PROMPT →
Return the data below unchanged. Drop any pictures.

RECORDS SUPPLIED →
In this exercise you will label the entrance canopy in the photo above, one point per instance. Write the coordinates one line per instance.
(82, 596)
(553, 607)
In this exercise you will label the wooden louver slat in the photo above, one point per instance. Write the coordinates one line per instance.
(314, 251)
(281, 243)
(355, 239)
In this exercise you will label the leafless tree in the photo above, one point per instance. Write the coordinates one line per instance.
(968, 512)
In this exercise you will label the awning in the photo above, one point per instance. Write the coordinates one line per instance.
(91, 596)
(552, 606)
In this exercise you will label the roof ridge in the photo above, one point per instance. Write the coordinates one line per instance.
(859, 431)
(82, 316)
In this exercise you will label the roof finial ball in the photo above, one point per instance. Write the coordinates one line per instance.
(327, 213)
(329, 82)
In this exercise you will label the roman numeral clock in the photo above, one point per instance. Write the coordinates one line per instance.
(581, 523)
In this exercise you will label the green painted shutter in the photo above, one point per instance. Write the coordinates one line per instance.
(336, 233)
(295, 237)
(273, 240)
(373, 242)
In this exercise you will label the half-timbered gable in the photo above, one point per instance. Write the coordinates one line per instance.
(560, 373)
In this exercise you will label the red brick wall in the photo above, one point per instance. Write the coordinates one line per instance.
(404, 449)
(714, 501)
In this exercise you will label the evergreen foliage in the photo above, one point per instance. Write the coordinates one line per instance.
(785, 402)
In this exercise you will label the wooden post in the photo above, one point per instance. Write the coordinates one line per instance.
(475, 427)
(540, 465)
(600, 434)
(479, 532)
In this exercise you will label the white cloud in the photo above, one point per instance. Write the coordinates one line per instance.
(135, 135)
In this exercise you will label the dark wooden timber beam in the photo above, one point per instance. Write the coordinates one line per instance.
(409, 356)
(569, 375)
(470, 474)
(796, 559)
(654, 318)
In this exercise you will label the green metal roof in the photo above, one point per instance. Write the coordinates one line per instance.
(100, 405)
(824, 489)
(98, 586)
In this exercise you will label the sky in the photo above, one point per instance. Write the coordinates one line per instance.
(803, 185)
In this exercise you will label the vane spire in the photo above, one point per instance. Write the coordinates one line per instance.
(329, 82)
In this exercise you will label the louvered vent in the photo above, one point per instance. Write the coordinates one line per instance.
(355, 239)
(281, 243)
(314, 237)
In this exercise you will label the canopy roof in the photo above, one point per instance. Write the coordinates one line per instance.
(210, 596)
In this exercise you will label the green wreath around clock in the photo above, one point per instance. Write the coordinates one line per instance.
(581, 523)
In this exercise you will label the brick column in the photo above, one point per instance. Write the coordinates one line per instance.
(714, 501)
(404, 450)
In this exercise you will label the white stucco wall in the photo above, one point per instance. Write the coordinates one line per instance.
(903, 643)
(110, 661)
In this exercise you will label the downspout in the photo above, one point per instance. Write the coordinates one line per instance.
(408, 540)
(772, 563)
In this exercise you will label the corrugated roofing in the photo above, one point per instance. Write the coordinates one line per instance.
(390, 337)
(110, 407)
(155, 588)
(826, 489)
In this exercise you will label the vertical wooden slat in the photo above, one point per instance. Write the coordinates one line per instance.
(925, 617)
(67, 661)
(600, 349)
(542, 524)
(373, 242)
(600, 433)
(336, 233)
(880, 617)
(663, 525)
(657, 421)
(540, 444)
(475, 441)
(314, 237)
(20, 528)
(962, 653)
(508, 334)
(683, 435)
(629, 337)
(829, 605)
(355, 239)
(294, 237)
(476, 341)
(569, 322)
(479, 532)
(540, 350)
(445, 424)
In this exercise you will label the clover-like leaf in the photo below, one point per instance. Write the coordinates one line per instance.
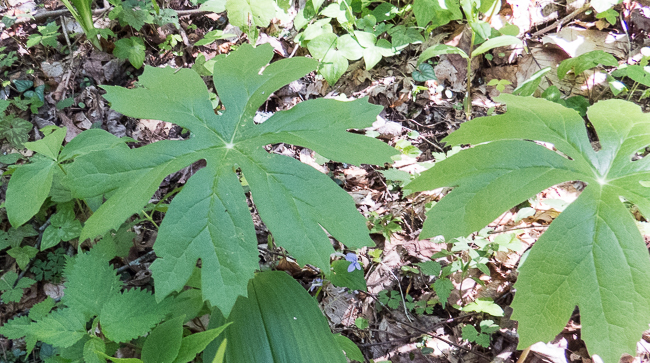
(132, 49)
(592, 255)
(210, 219)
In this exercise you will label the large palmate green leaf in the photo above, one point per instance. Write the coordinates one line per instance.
(278, 322)
(210, 219)
(592, 255)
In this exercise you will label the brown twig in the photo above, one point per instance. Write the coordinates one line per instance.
(54, 13)
(562, 21)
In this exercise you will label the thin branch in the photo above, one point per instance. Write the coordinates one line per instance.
(54, 13)
(562, 21)
(136, 262)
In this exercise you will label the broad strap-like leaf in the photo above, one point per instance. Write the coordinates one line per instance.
(209, 219)
(592, 255)
(275, 318)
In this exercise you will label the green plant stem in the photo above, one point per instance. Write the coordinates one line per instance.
(150, 219)
(629, 96)
(400, 292)
(468, 101)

WORKED SOLUTION →
In this exercise you will label the entrance canopy in the photo above, one point per instance. Write the coordinates one line per instance.
(82, 596)
(553, 607)
In this exercise you will label the wooden louver slat in the photo above, one point per instance. Write the coordinates one line per instance.
(314, 251)
(281, 243)
(355, 239)
In this exercise you will label the leafless tree in the photo above, one point per instance. Write the coordinates one line per instance.
(968, 512)
In this exercise you will label the awning in the photo above, one point per instance. Write the coordinates one line per instance.
(91, 596)
(552, 606)
In this exercise you will label the roof ridge in the photo above, one point per instance. Write the coordinates one line per instance.
(859, 431)
(82, 316)
In this exercise you will label the roof finial ball in the photo above, one point per instance. Write the coordinates one line per instance.
(327, 213)
(329, 82)
In this exercise you will label the roman numeral clock in the photo above, one point per instance. Write the coordinates one line per instance.
(581, 523)
In this exercise you will label the green painted shutter in the photo above, one point per instance. Write the coordinates one line per instance.
(336, 233)
(295, 237)
(273, 240)
(373, 242)
In this exercise you will label the half-timbered gable in the photo above, one point per instance. Write the coordinates one line per instance.
(560, 373)
In this exercise you will label the red brick wall in the photo above, one point per instance. Write the coordinates one line per instance.
(404, 449)
(714, 501)
In this exercise you will label the evergreen foliage in the photo above, one point per instance. Write the coordinates one line per instance.
(785, 402)
In this exercise you will label the wooden post in the photo above, one point per instance. Write the coordinates one line per instance.
(475, 427)
(540, 465)
(600, 434)
(479, 532)
In this exercise you will label the white cloud in the photo above, one point per instance. Write the coordinates one line per instance.
(135, 135)
In this exercise you will label the dark wooden timber beam in the photo above, one point per instance. Write the coordinates one line per instance.
(409, 356)
(569, 375)
(470, 474)
(796, 559)
(654, 318)
In this exercise you will label the green metal roof in the photo above, one point per instance. Write the coordinates one line per instance.
(100, 405)
(824, 489)
(98, 586)
In this exercise you will label the sky in the photo above, one point per instance. Write the coordinates one line per instance.
(803, 185)
In this exercise you will label the vane spire in the photo above, one point per instance. Write the coordinates one line per instance.
(329, 82)
In this exercise you will label the louvered vent in the photo above, one point per instance. Write the coordinates one line per instance.
(355, 239)
(281, 243)
(314, 237)
In this exercise you will label the canopy roof in the photo above, one point per instance. Write the coordinates one line per instance.
(210, 596)
In this exercise you will label the green wreath around clock in the photo above, one point per instance. Write the coordinates one line per instance.
(581, 523)
In this exercise you will label the brick column in the photo above, one point per instance. Write the coordinates one line per instance.
(714, 501)
(404, 450)
In this exercise you will label the white stucco wall in the photo above, one point per instance. Write the coordinates one line per instance.
(903, 643)
(110, 661)
In this exercise you will label the downspout in the photo above, one point per instance. Write the coordinates one line per instance.
(408, 540)
(772, 563)
In this exercise you will label the corrugated roofing in the photo above, one point per instance. Write the coordinates one line per instance.
(390, 337)
(110, 407)
(155, 588)
(826, 489)
In this exercise you will label the vertical wooden slat in the photo above, one point per instance. Write the coordinates one line per instance.
(925, 617)
(67, 661)
(600, 349)
(542, 524)
(373, 242)
(600, 433)
(336, 233)
(880, 617)
(663, 525)
(657, 421)
(540, 444)
(475, 441)
(314, 237)
(20, 528)
(962, 653)
(508, 334)
(683, 435)
(629, 337)
(829, 605)
(355, 239)
(294, 237)
(476, 341)
(569, 322)
(479, 532)
(540, 350)
(445, 424)
In this exercise you will label the clover-like leaf in the photo below, one point per instance. Write the coordinates one line per instance.
(132, 49)
(592, 255)
(210, 219)
In this exercise you will label the large palmate green leaf in the photo above, one point per instance. Write the coordinates one line per instance.
(278, 322)
(210, 219)
(592, 255)
In this exercise you will label the brown twig in the photo above, one point per instance. Write the coordinates one line per instance.
(54, 13)
(562, 21)
In this exercise you will label the thin branch in the photo above, one point per instance. Write the coordinates one line per instance.
(54, 13)
(562, 21)
(136, 262)
In this exercise you will label the broad strap-like leaf in the photo above, one point per instance. Write the coordinates one line per instance.
(209, 219)
(592, 255)
(275, 318)
In this exercise you will label the green plant stem in the photo above, one point per instance. Write the coordinates one line per instance.
(150, 219)
(629, 96)
(400, 292)
(468, 101)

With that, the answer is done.